* [Instruções da tarefa]:
Escreva a continuação do artigo sobre o avanço da extrema-direita na Europa, começando logo após a última frase apresentada.

* [Trecho da fonte]:
******************************

Extremismo de direita e a naturalização da barbárie
- Luís Fernando Assunção
- 9 de fev.
- 4 min de leitura
Atualizado: 17 de fev.
O retorno de Donald Trump ao poder nos Estados Unidos está atiçando os extremistas de direita em todo o planeta. Parece que o trumpismo pode ser o almágama para uma aliança entre a extrema-direita especialmente na Europa, onde consolidam-se lideranças em praticamente todos os países. Há um claro entusiasmo entre os populistas europeus, como Viktor Orban, Giorgia Meloni, Marine Le Pen, Geert Wilders ou mesmo André Ventura – que em Portugal ainda luta contra os próprios escândalos para deslanchar. Essa turma está classificando a eleição como uma vitória das suas ideias, o que está levando a um endurecimento de sua retórica.
O discurso é sempre o mesmo, mas que parece aos poucos ganhar adeptos por toda a União Europeia. Eles estão unidos em um discurso contra a imigração, de ataques aos direitos das minorias e na imagem de um líder forte – e porque não, autoritário. No entanto, essa pretensa aproximação entre a América e a União Europeia pode vir a revelar-se puramente ideológica. Está claro que Trump pretende, acima de tudo, defender os interesses norte-americanos e não os dos aliados.
Mas mesmo assim, há benefícios para os extremistas de cá com a vitória do trumpismo por lá. Existe uma influência nos eleitores europeus que acreditam na normalização do discurso de ódio e xenofóbico da extrema direita. É uma espécie de naturalização da barbárie, onde os discursos pregam desde a refutação da imigração até a um retorno ao patriarcalismo antigo da sociedade europeia. Essas falas aos poucos começam a ter espaço nas redes sociais e até na mídia tradicional, reverberando em milhões de vezes o que esses líderes extremistas costumavam disseminar apenas nos palanques e a uma pequena claque de ouvintes.
Mas afinal, qual é o plano dessa gente? Talvez possamos responder, sem antes primeiro tentar delimitar as diversas linhas desse extremismo na Europa. No Parlamento Europeu há grupos voltados para a direita e que são comumente chamados de extremistas da direita, embora apresentem diferenças cruciais entre si. Isso porque os rótulos de direita radical, direita dura, nacionalismo, populismo e conservadorismo se cruzam, às vezes até confundindo-se na definição dos movimentos. Existem pelo menos três movimentos formados que caminham à extrema-direita: Patriotas pela Europa, Europa das Nações Soberanas e Conservadores e Reformistas Europeus.

******************************

* [Dados registrados]:
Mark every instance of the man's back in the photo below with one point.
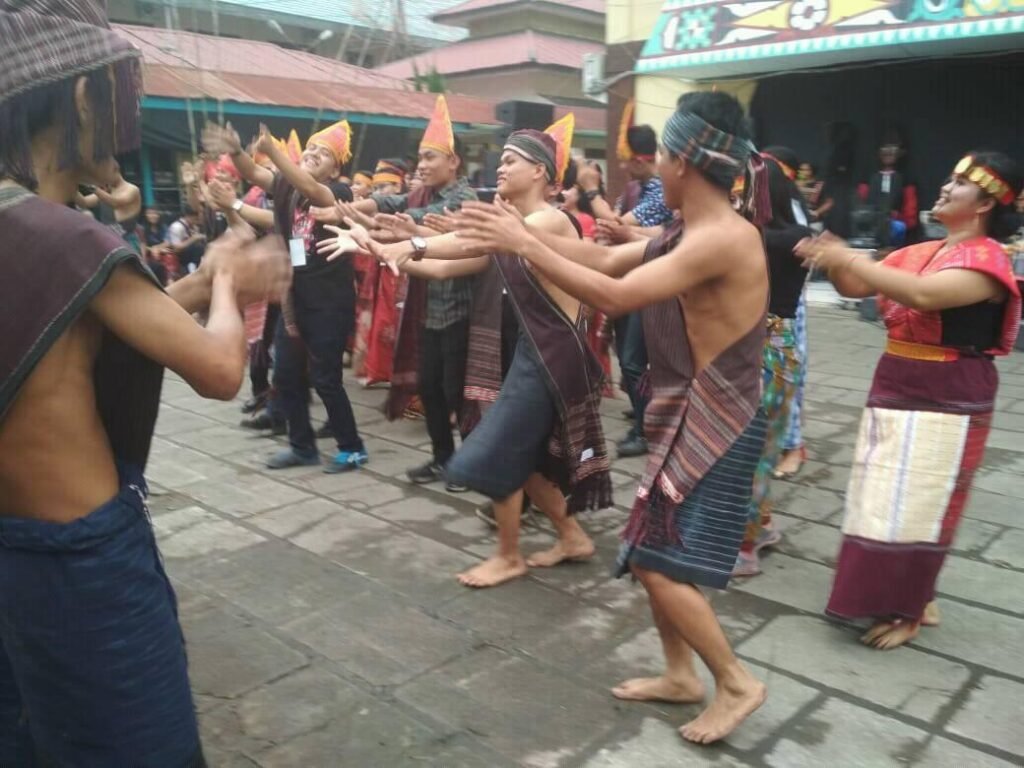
(50, 423)
(725, 307)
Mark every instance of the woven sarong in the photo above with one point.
(92, 659)
(920, 443)
(698, 541)
(781, 376)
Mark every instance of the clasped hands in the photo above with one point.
(481, 228)
(824, 252)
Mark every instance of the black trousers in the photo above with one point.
(325, 318)
(441, 378)
(259, 352)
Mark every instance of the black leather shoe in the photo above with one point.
(263, 422)
(429, 472)
(254, 403)
(632, 445)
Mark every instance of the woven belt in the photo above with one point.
(913, 351)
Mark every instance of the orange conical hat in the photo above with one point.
(623, 148)
(562, 132)
(294, 146)
(337, 138)
(439, 134)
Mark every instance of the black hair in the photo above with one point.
(783, 196)
(642, 139)
(113, 94)
(1004, 222)
(460, 152)
(718, 110)
(397, 163)
(571, 173)
(723, 112)
(783, 154)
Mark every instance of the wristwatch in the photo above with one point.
(419, 247)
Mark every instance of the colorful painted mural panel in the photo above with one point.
(697, 33)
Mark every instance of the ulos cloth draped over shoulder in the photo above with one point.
(706, 434)
(922, 436)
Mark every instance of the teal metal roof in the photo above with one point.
(370, 13)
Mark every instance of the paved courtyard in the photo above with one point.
(326, 628)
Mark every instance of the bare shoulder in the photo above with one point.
(552, 220)
(728, 242)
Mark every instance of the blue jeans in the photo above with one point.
(325, 322)
(632, 352)
(92, 660)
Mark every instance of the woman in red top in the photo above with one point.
(577, 204)
(949, 307)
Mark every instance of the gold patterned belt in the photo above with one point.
(914, 351)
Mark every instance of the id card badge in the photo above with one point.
(297, 250)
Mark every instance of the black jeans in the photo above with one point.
(441, 378)
(325, 318)
(632, 352)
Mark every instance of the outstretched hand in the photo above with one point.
(613, 231)
(220, 194)
(220, 139)
(353, 240)
(391, 227)
(494, 227)
(442, 223)
(265, 141)
(823, 252)
(349, 211)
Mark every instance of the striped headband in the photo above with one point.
(537, 147)
(722, 157)
(787, 170)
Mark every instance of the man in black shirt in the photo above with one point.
(321, 311)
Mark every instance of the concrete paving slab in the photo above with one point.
(910, 682)
(496, 695)
(380, 638)
(992, 715)
(842, 735)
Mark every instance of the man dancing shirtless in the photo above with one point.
(92, 664)
(704, 297)
(543, 432)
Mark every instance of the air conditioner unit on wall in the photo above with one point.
(593, 74)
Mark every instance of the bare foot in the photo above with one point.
(573, 550)
(493, 571)
(889, 635)
(733, 702)
(660, 689)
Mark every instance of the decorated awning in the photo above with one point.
(716, 39)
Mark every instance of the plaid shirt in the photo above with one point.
(449, 301)
(651, 211)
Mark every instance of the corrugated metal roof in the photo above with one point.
(445, 16)
(179, 82)
(183, 65)
(189, 49)
(506, 50)
(370, 13)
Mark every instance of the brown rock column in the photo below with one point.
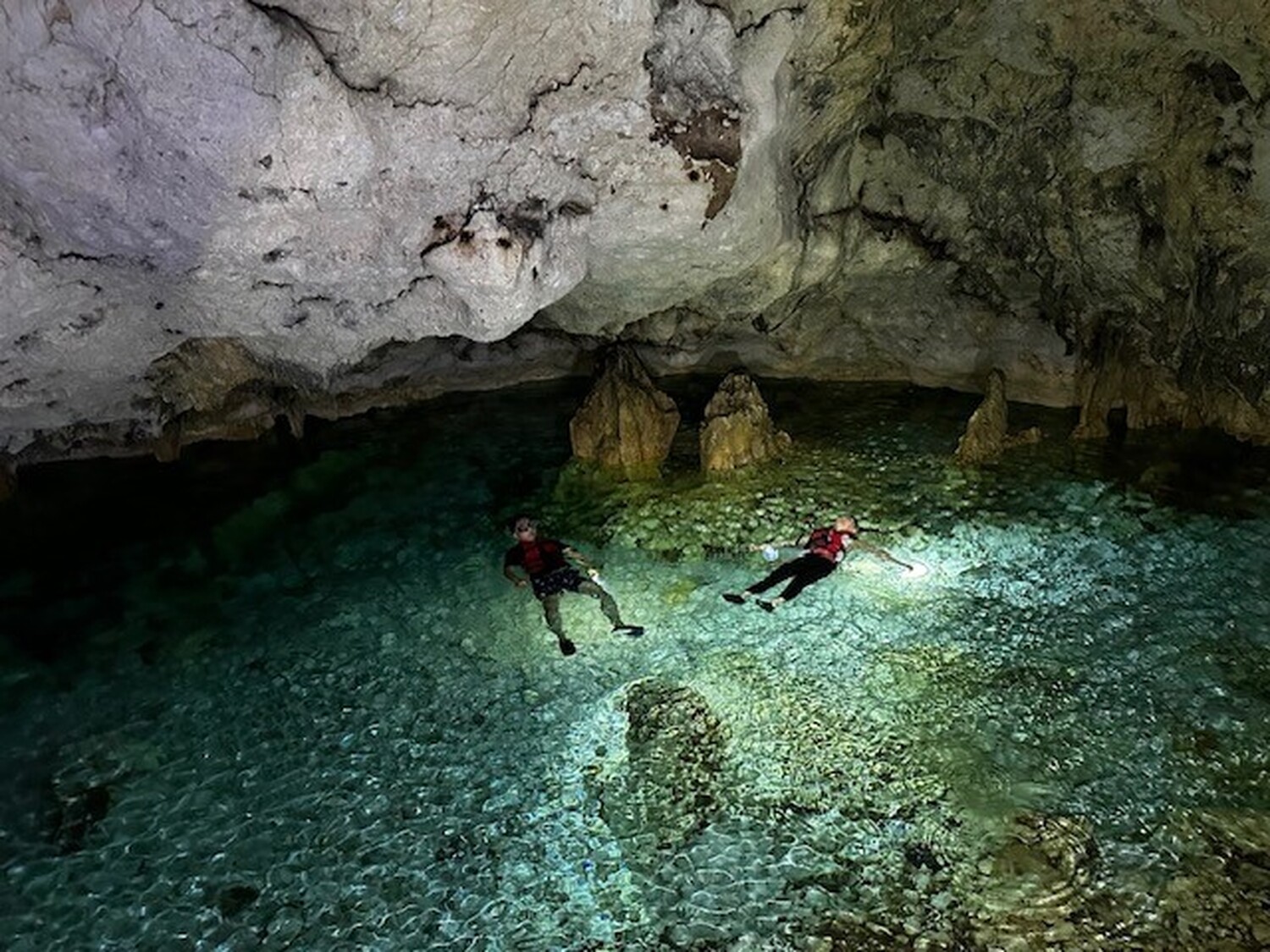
(987, 433)
(625, 423)
(738, 429)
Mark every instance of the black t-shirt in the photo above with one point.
(538, 558)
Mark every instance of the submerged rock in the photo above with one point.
(84, 786)
(625, 423)
(676, 748)
(738, 429)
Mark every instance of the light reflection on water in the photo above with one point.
(324, 720)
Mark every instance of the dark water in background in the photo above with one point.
(279, 696)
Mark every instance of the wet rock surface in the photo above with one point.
(625, 424)
(738, 429)
(987, 433)
(881, 190)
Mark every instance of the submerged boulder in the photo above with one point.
(738, 429)
(625, 423)
(987, 433)
(676, 749)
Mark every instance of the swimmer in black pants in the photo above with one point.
(826, 548)
(549, 570)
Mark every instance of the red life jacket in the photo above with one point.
(828, 543)
(541, 556)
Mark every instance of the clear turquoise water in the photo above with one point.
(287, 700)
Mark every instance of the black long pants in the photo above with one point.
(803, 570)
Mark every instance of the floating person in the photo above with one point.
(826, 548)
(546, 561)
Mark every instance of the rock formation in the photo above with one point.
(738, 429)
(987, 433)
(368, 195)
(676, 751)
(625, 423)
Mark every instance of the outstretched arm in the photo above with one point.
(573, 553)
(878, 551)
(775, 543)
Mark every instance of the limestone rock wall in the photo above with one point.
(1074, 192)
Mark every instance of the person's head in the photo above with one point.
(525, 528)
(848, 525)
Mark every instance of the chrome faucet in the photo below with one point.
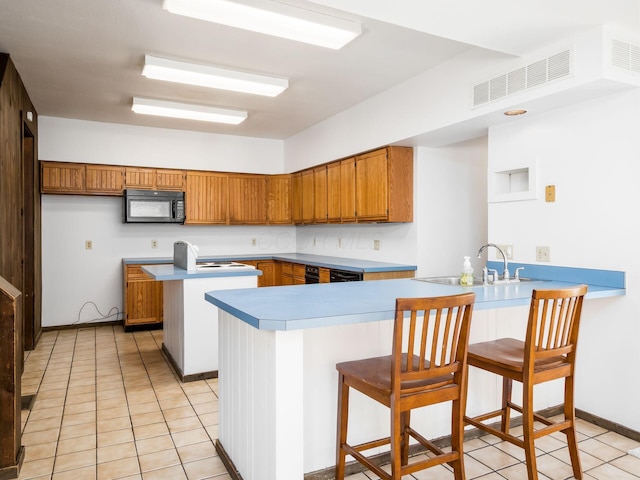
(505, 273)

******************************

* [Resultado do exercício]:
O mais extremista deles é o Europa das Nações Soberanas, e também o mais recente e menor grupo parlamentar. A Alternativa para a Alemanha representa mais de metade dos 25 membros do grupo. A ele juntaram-se também uma parte da Confederação Polaca e deputados búlgaros do partido pró-russo Renascença. É possível dizer que nesse espetro político as ideias nem sempre respeitam a chamada democracia parlamentar e contém traços autoritários, além de questionarem ferozmente os poderes judiciários e mesmo legislativos dos países.
Há um outro movimento conhecido como iliberais e nativistas. Esse grupo apresenta uma forte rejeição à independência do poder judiciário, do Estado de direito e das liberdades individuais. Além disso, são nativistas, já que defendem políticas duras contra a imigração e propõem uma distinção entre imigrantes e cidadãos nativos. Esse grupo está inserido principalmente na Europa das Nações Soberanas, mas há intersecção com outros grupos, como o Patriotas pela Europa.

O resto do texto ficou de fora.